EXERCISE DETAILS
The word "horizontal" may appear in some lines of the data; copy every such line.

==*==

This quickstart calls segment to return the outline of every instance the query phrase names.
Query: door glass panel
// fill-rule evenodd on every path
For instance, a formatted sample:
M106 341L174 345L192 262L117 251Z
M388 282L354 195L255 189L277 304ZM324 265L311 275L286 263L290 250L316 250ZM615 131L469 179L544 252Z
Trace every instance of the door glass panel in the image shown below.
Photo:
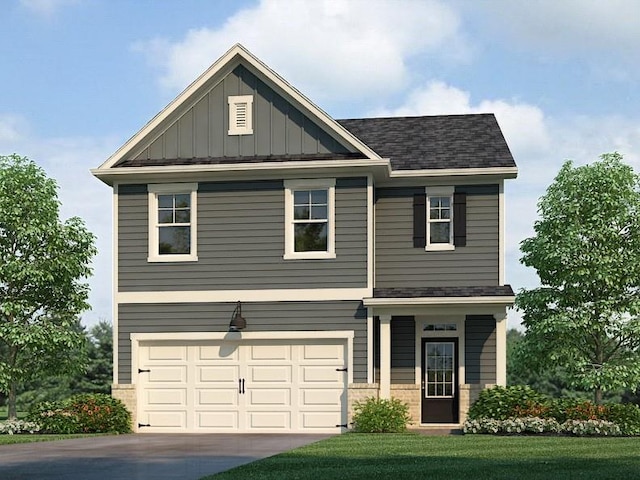
M425 394L452 397L455 392L455 348L453 342L427 342L425 348Z

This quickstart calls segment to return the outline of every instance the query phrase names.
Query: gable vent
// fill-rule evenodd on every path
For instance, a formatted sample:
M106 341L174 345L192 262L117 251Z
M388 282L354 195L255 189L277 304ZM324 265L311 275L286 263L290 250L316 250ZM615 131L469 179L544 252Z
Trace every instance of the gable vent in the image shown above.
M253 95L229 97L229 135L253 133Z

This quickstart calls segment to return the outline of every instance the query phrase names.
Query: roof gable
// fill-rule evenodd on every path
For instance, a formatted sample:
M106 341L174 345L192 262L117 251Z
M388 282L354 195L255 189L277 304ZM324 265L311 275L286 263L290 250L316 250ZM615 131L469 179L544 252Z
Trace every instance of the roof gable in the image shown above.
M254 132L229 135L229 96L253 95ZM269 159L380 157L235 45L97 170ZM286 158L285 158L286 160Z

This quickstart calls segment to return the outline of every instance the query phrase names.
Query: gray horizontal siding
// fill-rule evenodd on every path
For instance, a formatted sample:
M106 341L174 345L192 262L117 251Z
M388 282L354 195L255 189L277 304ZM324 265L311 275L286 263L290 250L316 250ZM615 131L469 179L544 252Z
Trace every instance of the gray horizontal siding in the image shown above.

==*==

OUTPUT FOR THIS TASK
Query: gray horizontal siding
Trace every instance of the gray horizontal siding in the image shown above.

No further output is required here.